§ **練習問題**:
A. エネルギーについての文章を読んで、次の問いに答えてください。
(i) 人間のエネルギーは何だと述べられていますか。
(ii) 一般にエネルギーといえば、何を指すとされていますか。
(iii) エネルギー供給システムの最低条件は何ですか。
B. エネルギーについての文章から、「の」を挟まずに漢字の語が「エネルギー」の直前に付いて一語になっているものを、すべて挙げてください。
C. エネルギーについての文章のうち、「エネルギーといっても、いろい」から「ルを設置するのも同様である。」までを、両端の語句も含めて一字一句違えずに書き出してください。

§ **本文抜粋**:

━━━━━━━━━━━━━━━━━━━━

1. 使えるエネルギーとは?




 エネルギーといっても、いろいろある。例えば、人間のエネルギーは、食べ物。自動車のエネルギーは、化石燃料。しかし、一般には、エネルギーといえば、電気エネルギーのことを指すようだ。したがって、ここで扱うエネルギーは、電気エネルギーということにする。

 エネルギー供給システムの最低条件とは、何か?

 エネルギー供給システムを作る場合のエネルギーを投入エネルギー、そのエネルギー供給システムが産出するエネルギーを産出エネルギーとすると、供給システムの最低条件は、投入エネルギーを産出エネルギーが上回ることである。例えば、風の吹かない所へ風力発電設備を作っても、その設備は発電しない。これは明らかに投入エネルギーよりも産出エネルギーが小さいから、エネルギー供給システムとして失格である。また、日陰に太陽電池パネルを設置するのも同様である。

━━━━━━━━━━━━━━━━━━━━

§ **データセット抜粋**:
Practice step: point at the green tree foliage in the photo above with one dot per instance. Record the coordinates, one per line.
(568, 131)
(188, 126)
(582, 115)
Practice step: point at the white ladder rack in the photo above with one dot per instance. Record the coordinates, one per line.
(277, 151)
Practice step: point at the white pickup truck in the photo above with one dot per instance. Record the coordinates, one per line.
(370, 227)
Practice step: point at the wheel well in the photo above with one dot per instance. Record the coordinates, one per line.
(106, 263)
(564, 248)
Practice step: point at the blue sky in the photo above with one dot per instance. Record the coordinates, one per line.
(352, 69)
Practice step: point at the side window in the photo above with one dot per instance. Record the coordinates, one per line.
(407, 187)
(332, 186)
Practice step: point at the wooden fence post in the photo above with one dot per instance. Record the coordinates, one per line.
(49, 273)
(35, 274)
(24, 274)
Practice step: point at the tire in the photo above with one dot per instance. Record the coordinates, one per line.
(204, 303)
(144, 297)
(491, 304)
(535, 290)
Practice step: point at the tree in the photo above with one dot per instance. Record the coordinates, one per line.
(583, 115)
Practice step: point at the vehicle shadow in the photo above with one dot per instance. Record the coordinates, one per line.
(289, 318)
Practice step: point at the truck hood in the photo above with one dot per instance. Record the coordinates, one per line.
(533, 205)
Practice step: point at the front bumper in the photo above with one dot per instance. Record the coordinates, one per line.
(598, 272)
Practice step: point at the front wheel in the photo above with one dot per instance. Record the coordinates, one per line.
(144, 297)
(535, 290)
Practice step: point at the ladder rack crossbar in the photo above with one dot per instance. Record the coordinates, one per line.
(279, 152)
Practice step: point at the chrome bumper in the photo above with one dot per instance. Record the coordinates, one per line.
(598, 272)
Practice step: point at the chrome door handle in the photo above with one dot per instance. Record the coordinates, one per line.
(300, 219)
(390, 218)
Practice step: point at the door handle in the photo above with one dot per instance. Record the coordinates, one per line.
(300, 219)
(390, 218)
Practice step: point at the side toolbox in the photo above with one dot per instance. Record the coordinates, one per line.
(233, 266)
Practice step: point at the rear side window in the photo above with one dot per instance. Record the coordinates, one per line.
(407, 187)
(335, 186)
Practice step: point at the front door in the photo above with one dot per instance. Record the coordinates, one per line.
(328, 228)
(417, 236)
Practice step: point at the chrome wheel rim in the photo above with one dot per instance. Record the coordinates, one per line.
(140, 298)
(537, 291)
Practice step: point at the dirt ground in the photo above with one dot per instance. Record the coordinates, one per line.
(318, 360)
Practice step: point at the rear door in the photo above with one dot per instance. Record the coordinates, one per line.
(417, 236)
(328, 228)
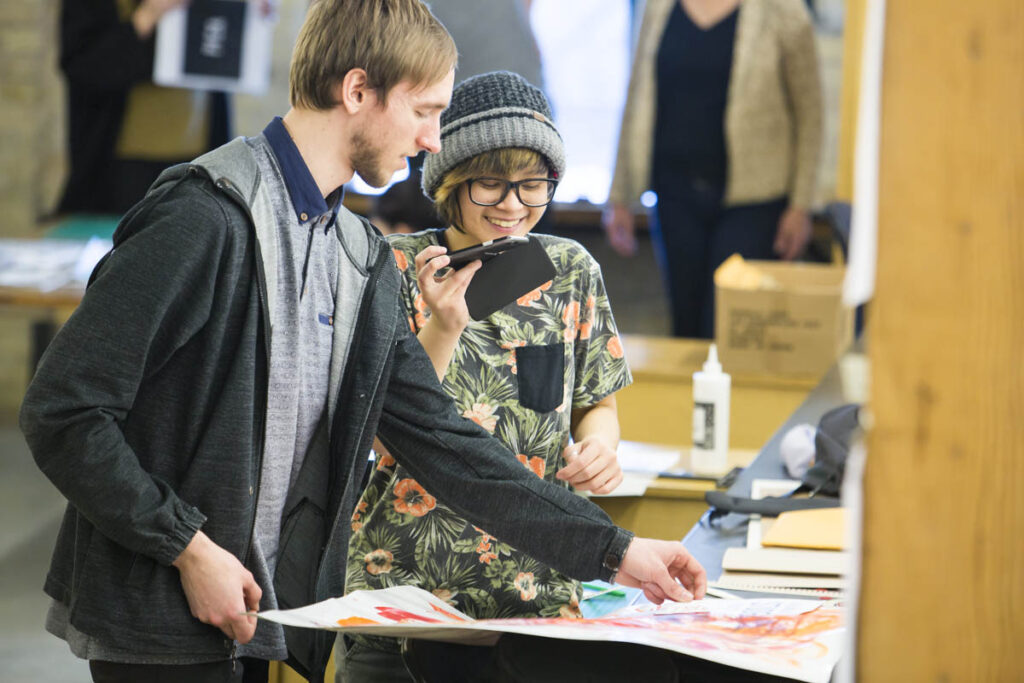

━━━━━━━━━━━━━━━━━━━━

§ **解答例**:
A.
(i) 食べ物
(ii) 電気エネルギー
(iii) 投入エネルギーを産出エネルギーが上回ること

B. 電気エネルギー、投入エネルギー、産出エネルギー

C.
エネルギーといっても、いろいろある。例えば、人間のエネルギーは、食べ物。自動車のエネルギーは、化石燃料。しかし、一般には、エネルギーといえば、電気エネルギーのことを指すようだ。したがって、ここで扱うエネルギーは、電気エネルギーということにする。

 エネルギー供給システムの最低条件とは、何か?

 エネルギー供給システムを作る場合のエネルギーを投入エネルギー、そのエネルギー供給システムが産出するエネルギーを産出エネルギーとすると、供給システムの最低条件は、投入エネルギーを産出エネルギーが上回ることである。例えば、風の吹かない所へ風力発電設備を作っても、その設備は発電しない。これは明らかに投入エネルギーよりも産出エネルギーが小さいから、エネルギー供給システムとして失格である。また、日陰に太陽電池パネルを設置するのも同様である。